- **TASK TO COMPLETE**
Write out, line for line, the part of the entries that opens with the line containing "the baby's head." and runs through the end of the entries, including both ends. Leave the pictures out of your answer.

Object point labels
+++

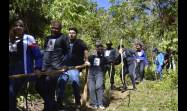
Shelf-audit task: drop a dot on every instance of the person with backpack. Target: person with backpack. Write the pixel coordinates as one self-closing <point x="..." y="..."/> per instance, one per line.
<point x="55" y="50"/>
<point x="159" y="62"/>
<point x="110" y="53"/>
<point x="24" y="58"/>
<point x="96" y="77"/>
<point x="77" y="55"/>
<point x="129" y="66"/>
<point x="141" y="61"/>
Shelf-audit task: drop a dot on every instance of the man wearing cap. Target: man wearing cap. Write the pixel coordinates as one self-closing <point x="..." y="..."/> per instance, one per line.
<point x="111" y="54"/>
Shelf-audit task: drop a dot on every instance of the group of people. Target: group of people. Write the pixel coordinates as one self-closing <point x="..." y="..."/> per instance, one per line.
<point x="59" y="50"/>
<point x="67" y="50"/>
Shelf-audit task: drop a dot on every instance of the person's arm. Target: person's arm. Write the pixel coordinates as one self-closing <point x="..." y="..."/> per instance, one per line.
<point x="161" y="59"/>
<point x="86" y="56"/>
<point x="36" y="53"/>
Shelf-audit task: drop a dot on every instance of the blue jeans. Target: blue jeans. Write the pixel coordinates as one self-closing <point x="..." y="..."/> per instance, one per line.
<point x="95" y="86"/>
<point x="15" y="86"/>
<point x="72" y="77"/>
<point x="45" y="86"/>
<point x="159" y="71"/>
<point x="140" y="70"/>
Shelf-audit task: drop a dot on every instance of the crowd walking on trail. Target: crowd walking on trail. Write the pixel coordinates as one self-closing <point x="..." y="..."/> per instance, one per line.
<point x="68" y="52"/>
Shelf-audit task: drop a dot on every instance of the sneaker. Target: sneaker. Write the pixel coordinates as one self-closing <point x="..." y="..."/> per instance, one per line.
<point x="112" y="87"/>
<point x="93" y="107"/>
<point x="101" y="107"/>
<point x="123" y="89"/>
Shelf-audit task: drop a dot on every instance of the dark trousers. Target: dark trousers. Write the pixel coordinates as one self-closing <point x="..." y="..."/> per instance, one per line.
<point x="95" y="85"/>
<point x="15" y="86"/>
<point x="111" y="70"/>
<point x="140" y="70"/>
<point x="129" y="68"/>
<point x="46" y="86"/>
<point x="73" y="77"/>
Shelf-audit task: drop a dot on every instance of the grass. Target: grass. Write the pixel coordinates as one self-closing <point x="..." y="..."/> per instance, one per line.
<point x="147" y="98"/>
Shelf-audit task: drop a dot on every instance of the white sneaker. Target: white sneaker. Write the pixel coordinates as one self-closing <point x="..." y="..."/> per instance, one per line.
<point x="101" y="107"/>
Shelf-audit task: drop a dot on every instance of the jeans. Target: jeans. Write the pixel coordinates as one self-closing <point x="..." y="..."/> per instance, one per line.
<point x="45" y="86"/>
<point x="95" y="85"/>
<point x="129" y="68"/>
<point x="112" y="70"/>
<point x="140" y="70"/>
<point x="159" y="71"/>
<point x="72" y="77"/>
<point x="15" y="86"/>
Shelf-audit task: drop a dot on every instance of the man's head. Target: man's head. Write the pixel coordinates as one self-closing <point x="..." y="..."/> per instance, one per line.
<point x="99" y="49"/>
<point x="18" y="28"/>
<point x="155" y="50"/>
<point x="138" y="46"/>
<point x="73" y="33"/>
<point x="109" y="44"/>
<point x="56" y="27"/>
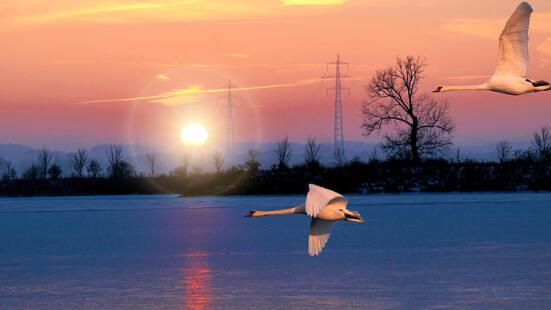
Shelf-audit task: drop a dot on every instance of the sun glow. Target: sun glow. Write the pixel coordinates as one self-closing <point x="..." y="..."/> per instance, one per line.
<point x="194" y="134"/>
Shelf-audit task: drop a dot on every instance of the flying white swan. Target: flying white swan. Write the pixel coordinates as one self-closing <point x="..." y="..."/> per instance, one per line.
<point x="512" y="61"/>
<point x="325" y="207"/>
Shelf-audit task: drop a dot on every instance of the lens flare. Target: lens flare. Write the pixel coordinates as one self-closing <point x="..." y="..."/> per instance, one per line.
<point x="194" y="134"/>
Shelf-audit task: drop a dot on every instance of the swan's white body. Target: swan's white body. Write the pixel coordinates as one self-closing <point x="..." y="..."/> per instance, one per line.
<point x="512" y="63"/>
<point x="325" y="207"/>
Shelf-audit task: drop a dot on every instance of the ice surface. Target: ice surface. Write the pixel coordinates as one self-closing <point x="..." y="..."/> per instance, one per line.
<point x="144" y="252"/>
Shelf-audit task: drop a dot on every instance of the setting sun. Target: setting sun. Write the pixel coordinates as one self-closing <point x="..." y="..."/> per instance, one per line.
<point x="194" y="134"/>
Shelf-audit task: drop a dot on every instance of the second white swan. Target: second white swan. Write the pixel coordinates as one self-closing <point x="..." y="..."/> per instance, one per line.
<point x="512" y="63"/>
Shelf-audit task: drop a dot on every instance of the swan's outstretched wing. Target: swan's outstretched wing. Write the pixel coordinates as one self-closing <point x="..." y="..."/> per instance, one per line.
<point x="320" y="231"/>
<point x="318" y="198"/>
<point x="512" y="59"/>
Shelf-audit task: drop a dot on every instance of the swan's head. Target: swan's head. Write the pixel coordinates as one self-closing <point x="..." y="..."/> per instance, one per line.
<point x="540" y="85"/>
<point x="352" y="216"/>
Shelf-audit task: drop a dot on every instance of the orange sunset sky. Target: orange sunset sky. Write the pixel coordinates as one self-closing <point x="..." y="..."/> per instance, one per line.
<point x="77" y="73"/>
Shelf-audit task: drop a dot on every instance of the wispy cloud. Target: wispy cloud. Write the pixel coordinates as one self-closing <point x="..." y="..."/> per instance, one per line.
<point x="313" y="2"/>
<point x="34" y="12"/>
<point x="190" y="93"/>
<point x="466" y="77"/>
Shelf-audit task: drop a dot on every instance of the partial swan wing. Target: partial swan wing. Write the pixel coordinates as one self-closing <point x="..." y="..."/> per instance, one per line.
<point x="320" y="231"/>
<point x="512" y="57"/>
<point x="318" y="198"/>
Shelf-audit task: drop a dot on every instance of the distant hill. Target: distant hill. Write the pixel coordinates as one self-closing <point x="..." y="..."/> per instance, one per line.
<point x="23" y="156"/>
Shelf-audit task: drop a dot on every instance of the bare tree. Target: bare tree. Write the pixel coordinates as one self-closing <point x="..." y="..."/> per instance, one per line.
<point x="283" y="153"/>
<point x="32" y="173"/>
<point x="218" y="161"/>
<point x="253" y="160"/>
<point x="542" y="144"/>
<point x="422" y="126"/>
<point x="312" y="152"/>
<point x="44" y="160"/>
<point x="55" y="171"/>
<point x="93" y="169"/>
<point x="118" y="168"/>
<point x="504" y="152"/>
<point x="340" y="158"/>
<point x="78" y="161"/>
<point x="151" y="159"/>
<point x="182" y="170"/>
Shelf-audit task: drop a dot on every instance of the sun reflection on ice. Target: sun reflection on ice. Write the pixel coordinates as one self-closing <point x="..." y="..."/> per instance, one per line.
<point x="197" y="286"/>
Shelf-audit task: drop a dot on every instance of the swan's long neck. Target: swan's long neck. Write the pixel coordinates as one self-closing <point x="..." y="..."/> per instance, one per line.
<point x="296" y="210"/>
<point x="483" y="86"/>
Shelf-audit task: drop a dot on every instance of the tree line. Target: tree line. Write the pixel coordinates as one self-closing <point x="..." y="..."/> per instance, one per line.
<point x="417" y="135"/>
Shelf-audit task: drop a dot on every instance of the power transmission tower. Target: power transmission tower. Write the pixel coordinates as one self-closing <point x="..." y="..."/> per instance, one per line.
<point x="338" y="135"/>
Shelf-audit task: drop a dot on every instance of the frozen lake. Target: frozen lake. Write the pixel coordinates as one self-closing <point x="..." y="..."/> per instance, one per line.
<point x="143" y="252"/>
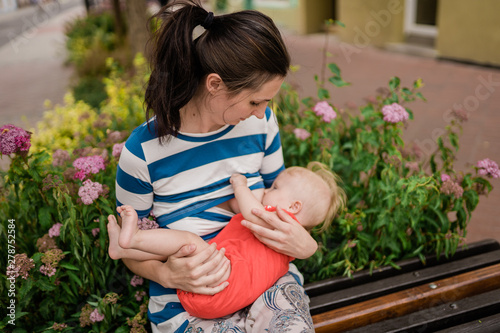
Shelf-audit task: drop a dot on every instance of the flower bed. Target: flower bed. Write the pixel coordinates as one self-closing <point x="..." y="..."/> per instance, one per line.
<point x="60" y="188"/>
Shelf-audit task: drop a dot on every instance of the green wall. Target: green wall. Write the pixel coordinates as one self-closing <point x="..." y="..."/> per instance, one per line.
<point x="373" y="22"/>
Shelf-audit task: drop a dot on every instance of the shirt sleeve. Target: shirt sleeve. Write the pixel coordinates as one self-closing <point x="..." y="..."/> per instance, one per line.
<point x="272" y="163"/>
<point x="133" y="182"/>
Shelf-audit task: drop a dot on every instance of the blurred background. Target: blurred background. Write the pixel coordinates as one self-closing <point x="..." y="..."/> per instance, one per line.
<point x="452" y="45"/>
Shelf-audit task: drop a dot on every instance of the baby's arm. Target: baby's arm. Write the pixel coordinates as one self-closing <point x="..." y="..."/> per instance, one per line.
<point x="247" y="200"/>
<point x="158" y="244"/>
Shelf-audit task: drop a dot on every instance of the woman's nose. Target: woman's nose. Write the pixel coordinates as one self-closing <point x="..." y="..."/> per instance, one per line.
<point x="260" y="113"/>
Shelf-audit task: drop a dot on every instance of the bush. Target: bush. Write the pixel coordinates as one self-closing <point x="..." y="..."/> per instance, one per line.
<point x="401" y="204"/>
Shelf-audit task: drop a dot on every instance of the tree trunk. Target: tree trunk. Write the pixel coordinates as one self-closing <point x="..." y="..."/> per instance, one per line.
<point x="138" y="33"/>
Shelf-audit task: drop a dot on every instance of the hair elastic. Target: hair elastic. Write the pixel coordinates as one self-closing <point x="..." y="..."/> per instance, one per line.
<point x="207" y="23"/>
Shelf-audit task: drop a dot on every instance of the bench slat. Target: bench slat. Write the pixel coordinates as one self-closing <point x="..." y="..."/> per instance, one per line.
<point x="409" y="300"/>
<point x="489" y="324"/>
<point x="341" y="298"/>
<point x="471" y="311"/>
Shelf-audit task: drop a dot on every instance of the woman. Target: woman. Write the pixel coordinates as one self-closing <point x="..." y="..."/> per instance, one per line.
<point x="203" y="94"/>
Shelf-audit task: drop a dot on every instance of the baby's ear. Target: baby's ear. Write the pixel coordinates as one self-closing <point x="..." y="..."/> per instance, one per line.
<point x="295" y="207"/>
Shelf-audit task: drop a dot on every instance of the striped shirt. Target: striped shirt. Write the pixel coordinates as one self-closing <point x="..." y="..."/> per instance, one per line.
<point x="182" y="181"/>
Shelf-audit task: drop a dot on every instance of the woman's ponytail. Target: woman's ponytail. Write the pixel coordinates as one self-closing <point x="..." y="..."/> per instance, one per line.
<point x="176" y="71"/>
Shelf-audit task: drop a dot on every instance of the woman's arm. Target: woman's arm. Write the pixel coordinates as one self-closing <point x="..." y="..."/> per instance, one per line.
<point x="247" y="199"/>
<point x="288" y="236"/>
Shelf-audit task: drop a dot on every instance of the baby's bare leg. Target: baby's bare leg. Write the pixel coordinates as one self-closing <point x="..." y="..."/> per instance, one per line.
<point x="129" y="226"/>
<point x="117" y="252"/>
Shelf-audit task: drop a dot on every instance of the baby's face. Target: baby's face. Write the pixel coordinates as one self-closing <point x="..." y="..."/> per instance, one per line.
<point x="282" y="192"/>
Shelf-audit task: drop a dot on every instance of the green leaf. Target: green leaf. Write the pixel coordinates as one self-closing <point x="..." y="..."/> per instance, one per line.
<point x="74" y="278"/>
<point x="323" y="94"/>
<point x="45" y="285"/>
<point x="419" y="95"/>
<point x="69" y="266"/>
<point x="394" y="83"/>
<point x="334" y="69"/>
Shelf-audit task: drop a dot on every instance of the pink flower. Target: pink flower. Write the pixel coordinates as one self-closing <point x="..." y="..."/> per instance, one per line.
<point x="47" y="270"/>
<point x="445" y="177"/>
<point x="301" y="133"/>
<point x="394" y="113"/>
<point x="136" y="281"/>
<point x="488" y="168"/>
<point x="139" y="295"/>
<point x="117" y="149"/>
<point x="449" y="187"/>
<point x="20" y="266"/>
<point x="89" y="191"/>
<point x="59" y="157"/>
<point x="14" y="139"/>
<point x="55" y="230"/>
<point x="95" y="316"/>
<point x="323" y="109"/>
<point x="87" y="165"/>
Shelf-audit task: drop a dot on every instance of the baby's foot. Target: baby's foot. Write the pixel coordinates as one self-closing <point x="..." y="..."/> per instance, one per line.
<point x="115" y="251"/>
<point x="129" y="226"/>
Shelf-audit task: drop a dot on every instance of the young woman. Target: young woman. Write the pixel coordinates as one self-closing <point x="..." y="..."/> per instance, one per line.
<point x="208" y="97"/>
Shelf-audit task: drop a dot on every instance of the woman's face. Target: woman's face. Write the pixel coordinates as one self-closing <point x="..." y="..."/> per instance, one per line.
<point x="232" y="110"/>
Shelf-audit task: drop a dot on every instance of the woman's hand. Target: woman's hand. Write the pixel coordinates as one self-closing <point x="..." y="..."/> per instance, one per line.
<point x="201" y="274"/>
<point x="288" y="236"/>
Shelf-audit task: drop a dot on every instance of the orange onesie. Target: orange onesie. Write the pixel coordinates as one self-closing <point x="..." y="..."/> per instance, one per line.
<point x="254" y="269"/>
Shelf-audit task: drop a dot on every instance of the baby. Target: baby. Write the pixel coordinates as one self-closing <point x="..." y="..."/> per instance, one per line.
<point x="310" y="195"/>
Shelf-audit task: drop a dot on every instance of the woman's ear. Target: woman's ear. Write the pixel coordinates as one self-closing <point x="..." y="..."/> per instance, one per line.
<point x="295" y="207"/>
<point x="214" y="83"/>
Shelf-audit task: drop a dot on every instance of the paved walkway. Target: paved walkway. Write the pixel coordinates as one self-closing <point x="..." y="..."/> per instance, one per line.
<point x="32" y="70"/>
<point x="32" y="61"/>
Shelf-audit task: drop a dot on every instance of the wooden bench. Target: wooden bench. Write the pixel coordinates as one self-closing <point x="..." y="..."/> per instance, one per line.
<point x="459" y="294"/>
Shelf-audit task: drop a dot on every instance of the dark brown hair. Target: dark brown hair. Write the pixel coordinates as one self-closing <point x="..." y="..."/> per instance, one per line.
<point x="244" y="48"/>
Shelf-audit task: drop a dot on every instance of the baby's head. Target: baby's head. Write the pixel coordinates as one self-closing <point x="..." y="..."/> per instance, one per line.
<point x="311" y="194"/>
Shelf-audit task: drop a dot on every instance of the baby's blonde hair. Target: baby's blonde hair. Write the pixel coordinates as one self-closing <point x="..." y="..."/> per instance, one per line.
<point x="337" y="193"/>
<point x="337" y="196"/>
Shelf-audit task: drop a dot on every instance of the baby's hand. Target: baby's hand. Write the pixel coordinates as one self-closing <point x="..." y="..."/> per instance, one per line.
<point x="238" y="180"/>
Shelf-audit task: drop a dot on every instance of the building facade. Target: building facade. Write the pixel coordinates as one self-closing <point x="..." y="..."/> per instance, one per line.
<point x="464" y="30"/>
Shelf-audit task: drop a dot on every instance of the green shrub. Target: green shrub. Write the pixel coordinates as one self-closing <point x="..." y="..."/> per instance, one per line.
<point x="401" y="203"/>
<point x="55" y="219"/>
<point x="54" y="212"/>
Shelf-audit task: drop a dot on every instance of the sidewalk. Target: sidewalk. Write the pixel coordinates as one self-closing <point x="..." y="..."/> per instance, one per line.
<point x="36" y="72"/>
<point x="32" y="65"/>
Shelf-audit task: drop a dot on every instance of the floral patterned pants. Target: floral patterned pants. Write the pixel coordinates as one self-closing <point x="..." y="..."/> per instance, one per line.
<point x="282" y="308"/>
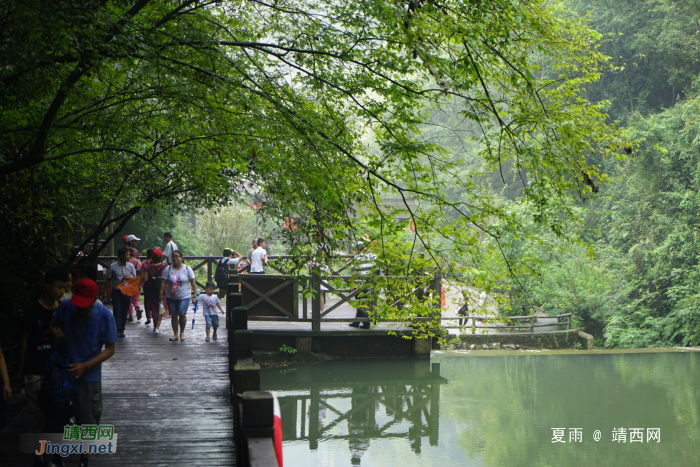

+++

- **RESULT**
Shelf-audit task: drop a dot on every instance of the baby's head. Target: baby's head. Write the pixel coordinates as one self-closing <point x="..." y="..."/> per instance, one per line.
<point x="311" y="194"/>
Shelf-audit task: drop a dot on every instance of the baby's blonde hair. Target: baby's blonde hair. Write the pixel coordinates as one self-closing <point x="..." y="..."/> per instance, one per line.
<point x="337" y="193"/>
<point x="337" y="196"/>
Shelf-audit task: drop a dot on every instance of the baby's hand. Target: baby's hand. Write the pixel coordinates as one self-closing <point x="..." y="..."/> per instance, one per line.
<point x="238" y="180"/>
Shelf-audit task: drop a dot on every instance of the building facade. Target: building facade. Write the pixel coordinates as one self-closing <point x="..." y="..."/> per instance, one per line.
<point x="464" y="30"/>
Shelf-audit task: drop a dot on every instance of the green shrub. Target: green shrub. Write the pixel coordinates as one self-closing <point x="..." y="..."/> per instance, one per line.
<point x="401" y="203"/>
<point x="55" y="219"/>
<point x="54" y="212"/>
Shelf-audit task: drop a dot on every instance of the sidewalk. Target: sidewalk. Write the pixel coordinates as one self-closing <point x="..." y="..."/> per instance, one per line.
<point x="36" y="72"/>
<point x="32" y="65"/>
Shelf-audit task: drop a dot on every instance of the floral patterned pants. Target: floral patterned pants. Write the pixel coordinates as one self-closing <point x="..." y="..."/> per instance, one per line.
<point x="282" y="308"/>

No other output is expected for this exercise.